> [ACTIVITY] Pull every line that includes the word "rung" out of the data below and copy it.
-- DATA EXTRACTS follows --
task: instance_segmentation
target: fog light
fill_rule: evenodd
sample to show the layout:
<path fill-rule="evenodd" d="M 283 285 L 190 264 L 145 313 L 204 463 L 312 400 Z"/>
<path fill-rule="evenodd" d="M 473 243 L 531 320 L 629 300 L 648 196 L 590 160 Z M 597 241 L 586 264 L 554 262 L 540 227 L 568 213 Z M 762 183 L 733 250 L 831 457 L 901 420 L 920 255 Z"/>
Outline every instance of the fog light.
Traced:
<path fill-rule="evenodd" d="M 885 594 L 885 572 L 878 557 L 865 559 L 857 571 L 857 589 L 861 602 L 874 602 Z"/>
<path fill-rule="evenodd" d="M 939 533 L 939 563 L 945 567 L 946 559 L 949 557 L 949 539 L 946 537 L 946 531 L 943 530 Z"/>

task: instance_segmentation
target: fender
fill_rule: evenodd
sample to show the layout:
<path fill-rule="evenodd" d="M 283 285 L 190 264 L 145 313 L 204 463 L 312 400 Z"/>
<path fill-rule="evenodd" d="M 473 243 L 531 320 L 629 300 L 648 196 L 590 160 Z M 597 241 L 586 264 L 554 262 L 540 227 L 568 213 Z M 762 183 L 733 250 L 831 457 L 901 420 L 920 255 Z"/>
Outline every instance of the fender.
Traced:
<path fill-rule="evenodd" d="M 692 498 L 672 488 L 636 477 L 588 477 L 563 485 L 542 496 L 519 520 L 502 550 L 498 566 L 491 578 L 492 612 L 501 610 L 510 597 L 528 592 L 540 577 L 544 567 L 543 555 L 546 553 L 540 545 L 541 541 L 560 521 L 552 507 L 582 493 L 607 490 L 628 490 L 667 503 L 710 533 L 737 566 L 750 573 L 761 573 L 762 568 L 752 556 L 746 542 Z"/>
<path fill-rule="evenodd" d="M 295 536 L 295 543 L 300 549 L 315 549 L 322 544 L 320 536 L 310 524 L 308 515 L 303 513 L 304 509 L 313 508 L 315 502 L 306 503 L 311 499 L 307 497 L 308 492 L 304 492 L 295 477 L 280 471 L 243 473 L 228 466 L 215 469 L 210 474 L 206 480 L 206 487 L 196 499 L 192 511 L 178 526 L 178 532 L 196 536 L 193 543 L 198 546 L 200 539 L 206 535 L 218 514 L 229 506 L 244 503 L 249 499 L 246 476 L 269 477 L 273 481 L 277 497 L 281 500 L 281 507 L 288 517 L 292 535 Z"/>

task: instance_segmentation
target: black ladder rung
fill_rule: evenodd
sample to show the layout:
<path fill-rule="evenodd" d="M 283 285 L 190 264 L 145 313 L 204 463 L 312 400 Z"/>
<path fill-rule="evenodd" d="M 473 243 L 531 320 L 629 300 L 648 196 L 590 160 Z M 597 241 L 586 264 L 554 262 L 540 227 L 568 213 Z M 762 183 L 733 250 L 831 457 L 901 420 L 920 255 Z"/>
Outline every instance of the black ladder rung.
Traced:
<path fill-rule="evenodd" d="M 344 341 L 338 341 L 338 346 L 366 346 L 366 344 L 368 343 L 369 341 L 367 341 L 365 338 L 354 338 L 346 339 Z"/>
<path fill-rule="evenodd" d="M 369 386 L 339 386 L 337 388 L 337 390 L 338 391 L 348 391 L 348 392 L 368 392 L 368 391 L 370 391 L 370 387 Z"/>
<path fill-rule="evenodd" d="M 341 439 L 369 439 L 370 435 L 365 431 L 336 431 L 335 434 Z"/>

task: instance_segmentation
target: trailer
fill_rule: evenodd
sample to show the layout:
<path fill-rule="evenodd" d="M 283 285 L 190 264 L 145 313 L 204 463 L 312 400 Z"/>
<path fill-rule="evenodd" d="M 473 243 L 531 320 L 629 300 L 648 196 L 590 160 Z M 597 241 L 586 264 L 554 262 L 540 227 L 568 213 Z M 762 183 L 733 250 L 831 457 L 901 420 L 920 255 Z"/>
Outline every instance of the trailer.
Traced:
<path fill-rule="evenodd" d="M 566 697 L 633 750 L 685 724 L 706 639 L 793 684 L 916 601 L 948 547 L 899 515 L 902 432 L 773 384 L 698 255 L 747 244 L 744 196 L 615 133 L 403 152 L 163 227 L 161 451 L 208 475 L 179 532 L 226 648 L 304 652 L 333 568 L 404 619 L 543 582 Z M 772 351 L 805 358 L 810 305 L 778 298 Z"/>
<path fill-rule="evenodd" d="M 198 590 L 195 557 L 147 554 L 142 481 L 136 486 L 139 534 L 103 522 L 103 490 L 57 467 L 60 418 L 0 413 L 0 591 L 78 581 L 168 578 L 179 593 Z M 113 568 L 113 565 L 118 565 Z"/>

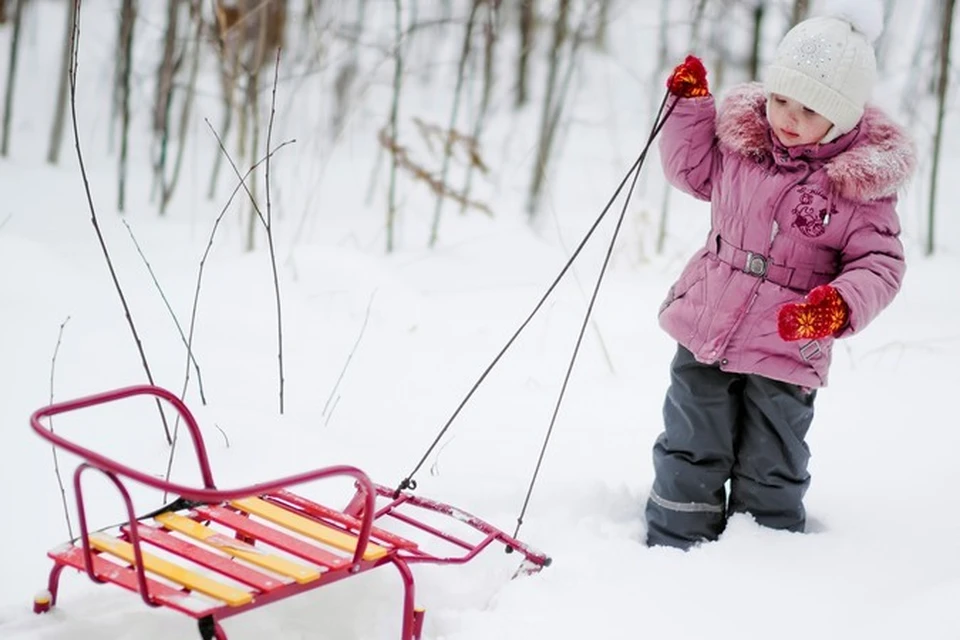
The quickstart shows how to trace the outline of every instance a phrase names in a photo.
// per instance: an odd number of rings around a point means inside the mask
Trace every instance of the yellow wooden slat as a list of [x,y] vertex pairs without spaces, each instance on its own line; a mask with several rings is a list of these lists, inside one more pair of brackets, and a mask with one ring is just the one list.
[[256,547],[240,542],[239,540],[233,540],[222,533],[214,531],[210,527],[200,524],[196,520],[191,520],[179,514],[162,513],[154,517],[154,520],[171,531],[176,531],[194,540],[199,540],[235,558],[246,560],[250,564],[268,569],[274,573],[279,573],[282,576],[293,578],[300,584],[312,582],[320,577],[320,571],[317,569],[291,562],[278,555],[260,551]]
[[[313,538],[314,540],[328,544],[335,549],[342,549],[349,553],[355,553],[357,550],[356,536],[337,531],[332,527],[304,518],[283,507],[270,504],[261,498],[243,498],[241,500],[233,500],[230,504],[247,513],[252,513],[255,516],[260,516],[264,520],[278,524],[281,527],[286,527],[308,538]],[[378,560],[387,555],[387,553],[388,550],[386,548],[373,543],[367,543],[367,548],[363,553],[363,559]]]
[[[98,551],[103,551],[122,560],[126,560],[131,564],[134,562],[133,545],[129,542],[117,540],[116,538],[111,538],[101,533],[95,533],[90,536],[90,546]],[[199,573],[185,569],[184,567],[147,552],[143,553],[143,568],[146,571],[176,582],[191,591],[222,600],[232,607],[238,607],[253,600],[253,594],[248,591],[217,582],[207,576],[200,575]]]

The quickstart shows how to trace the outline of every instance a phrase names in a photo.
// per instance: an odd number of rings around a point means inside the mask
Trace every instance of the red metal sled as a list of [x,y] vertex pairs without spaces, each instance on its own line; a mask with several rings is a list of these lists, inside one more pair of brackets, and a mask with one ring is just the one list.
[[[57,414],[132,396],[163,400],[177,411],[190,433],[203,488],[137,471],[77,445],[41,423]],[[54,565],[47,593],[34,602],[37,613],[56,604],[60,574],[73,567],[85,571],[94,582],[109,582],[139,593],[151,607],[168,607],[196,618],[204,640],[225,640],[220,621],[226,618],[392,564],[403,583],[401,639],[417,640],[424,612],[414,603],[410,564],[465,563],[494,542],[520,553],[524,565],[534,571],[550,562],[479,518],[409,493],[397,494],[351,466],[325,467],[238,489],[217,489],[196,420],[179,398],[160,387],[127,387],[60,402],[36,411],[30,424],[54,446],[83,459],[73,475],[80,537],[48,553]],[[87,526],[81,479],[91,470],[113,483],[126,507],[126,524],[110,532],[90,533]],[[354,480],[356,491],[342,511],[290,491],[313,480],[344,476]],[[179,498],[168,508],[137,516],[123,480]],[[450,527],[438,525],[437,520],[466,525],[476,540],[468,541]],[[404,534],[387,530],[391,523],[402,523]],[[426,547],[431,545],[453,551],[428,551]]]

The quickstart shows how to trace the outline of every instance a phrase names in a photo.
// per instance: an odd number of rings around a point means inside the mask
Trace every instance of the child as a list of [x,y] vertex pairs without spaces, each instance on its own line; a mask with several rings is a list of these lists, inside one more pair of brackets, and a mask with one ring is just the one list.
[[801,22],[764,84],[736,88],[719,112],[698,59],[668,81],[664,171],[710,201],[712,228],[660,308],[679,346],[653,447],[649,545],[715,540],[732,513],[804,529],[804,437],[833,341],[862,331],[905,269],[896,192],[914,152],[865,106],[872,39],[846,17]]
-- DATA EXTRACTS concluded --
> [WRITTEN ANSWER]
target: black ladder rung
Outline every instance of the black ladder rung.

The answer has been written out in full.